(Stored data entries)

━━━━━━━━

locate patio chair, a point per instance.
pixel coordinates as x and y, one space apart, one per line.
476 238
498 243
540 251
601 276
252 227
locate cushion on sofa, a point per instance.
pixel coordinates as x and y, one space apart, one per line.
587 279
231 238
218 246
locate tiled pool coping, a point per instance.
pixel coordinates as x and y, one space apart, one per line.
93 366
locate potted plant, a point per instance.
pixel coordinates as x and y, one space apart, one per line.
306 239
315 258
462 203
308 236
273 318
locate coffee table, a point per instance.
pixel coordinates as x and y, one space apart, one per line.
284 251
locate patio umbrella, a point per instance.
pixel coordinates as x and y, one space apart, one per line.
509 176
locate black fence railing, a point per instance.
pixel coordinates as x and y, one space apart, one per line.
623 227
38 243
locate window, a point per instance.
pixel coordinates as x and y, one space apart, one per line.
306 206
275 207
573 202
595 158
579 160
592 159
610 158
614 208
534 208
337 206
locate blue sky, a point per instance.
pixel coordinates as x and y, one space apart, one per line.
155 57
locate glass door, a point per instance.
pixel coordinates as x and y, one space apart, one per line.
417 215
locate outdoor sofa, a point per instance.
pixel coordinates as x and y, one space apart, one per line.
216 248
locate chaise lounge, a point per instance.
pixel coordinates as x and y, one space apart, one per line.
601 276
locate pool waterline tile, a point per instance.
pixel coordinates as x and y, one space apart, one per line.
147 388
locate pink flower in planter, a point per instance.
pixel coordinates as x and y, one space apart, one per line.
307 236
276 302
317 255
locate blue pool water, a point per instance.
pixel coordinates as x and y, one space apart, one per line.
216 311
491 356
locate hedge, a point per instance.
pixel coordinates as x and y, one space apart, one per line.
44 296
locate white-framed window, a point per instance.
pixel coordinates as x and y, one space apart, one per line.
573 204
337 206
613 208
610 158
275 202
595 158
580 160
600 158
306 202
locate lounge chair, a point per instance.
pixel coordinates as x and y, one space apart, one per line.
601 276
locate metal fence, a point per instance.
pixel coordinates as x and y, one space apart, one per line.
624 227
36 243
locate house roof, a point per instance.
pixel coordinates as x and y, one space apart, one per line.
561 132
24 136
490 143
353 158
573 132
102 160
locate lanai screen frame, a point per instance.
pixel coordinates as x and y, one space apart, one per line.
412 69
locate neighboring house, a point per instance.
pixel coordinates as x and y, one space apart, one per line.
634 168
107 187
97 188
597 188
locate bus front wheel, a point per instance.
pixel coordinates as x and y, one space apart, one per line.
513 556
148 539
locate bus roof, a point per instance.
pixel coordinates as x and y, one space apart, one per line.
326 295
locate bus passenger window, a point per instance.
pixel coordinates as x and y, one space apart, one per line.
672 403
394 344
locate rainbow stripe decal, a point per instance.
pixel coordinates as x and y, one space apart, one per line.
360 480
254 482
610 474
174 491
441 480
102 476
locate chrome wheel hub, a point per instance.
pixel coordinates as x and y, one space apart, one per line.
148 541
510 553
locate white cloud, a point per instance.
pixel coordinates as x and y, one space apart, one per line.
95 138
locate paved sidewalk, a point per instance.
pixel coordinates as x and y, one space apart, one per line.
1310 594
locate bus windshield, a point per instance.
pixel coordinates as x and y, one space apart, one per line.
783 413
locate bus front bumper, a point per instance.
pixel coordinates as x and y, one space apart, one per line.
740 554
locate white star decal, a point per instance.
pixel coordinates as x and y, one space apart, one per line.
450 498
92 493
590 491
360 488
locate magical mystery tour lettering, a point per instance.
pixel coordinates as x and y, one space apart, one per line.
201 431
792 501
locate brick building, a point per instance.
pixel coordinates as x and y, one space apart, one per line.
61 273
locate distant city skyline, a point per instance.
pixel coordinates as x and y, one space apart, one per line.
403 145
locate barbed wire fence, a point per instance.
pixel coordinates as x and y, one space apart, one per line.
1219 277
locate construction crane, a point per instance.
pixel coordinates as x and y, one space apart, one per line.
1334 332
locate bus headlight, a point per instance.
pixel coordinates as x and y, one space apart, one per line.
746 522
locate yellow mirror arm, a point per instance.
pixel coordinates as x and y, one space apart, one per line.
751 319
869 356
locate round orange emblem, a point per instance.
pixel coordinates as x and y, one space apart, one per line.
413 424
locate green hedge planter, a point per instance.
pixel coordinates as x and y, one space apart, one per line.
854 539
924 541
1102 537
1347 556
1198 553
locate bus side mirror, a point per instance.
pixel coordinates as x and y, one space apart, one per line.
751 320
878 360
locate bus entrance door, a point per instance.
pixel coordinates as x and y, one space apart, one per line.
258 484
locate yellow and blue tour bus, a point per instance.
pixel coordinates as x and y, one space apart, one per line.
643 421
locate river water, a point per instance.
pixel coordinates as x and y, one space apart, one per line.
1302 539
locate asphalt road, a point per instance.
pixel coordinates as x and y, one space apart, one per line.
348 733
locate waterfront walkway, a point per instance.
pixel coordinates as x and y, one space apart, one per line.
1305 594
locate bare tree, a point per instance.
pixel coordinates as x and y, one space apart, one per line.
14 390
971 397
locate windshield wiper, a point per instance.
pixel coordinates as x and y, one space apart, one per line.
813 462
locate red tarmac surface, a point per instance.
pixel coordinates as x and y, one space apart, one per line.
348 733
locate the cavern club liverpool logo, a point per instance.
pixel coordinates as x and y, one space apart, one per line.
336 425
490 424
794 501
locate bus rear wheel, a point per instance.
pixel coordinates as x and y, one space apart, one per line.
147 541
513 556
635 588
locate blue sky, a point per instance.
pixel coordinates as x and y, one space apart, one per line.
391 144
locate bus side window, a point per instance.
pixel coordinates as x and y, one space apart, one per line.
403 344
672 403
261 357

━━━━━━━━

Task statement: Of the lines above, show those in which "roof" appears.

Written answer:
locate house roof, a point per instance.
locate bus roof, a point per instance.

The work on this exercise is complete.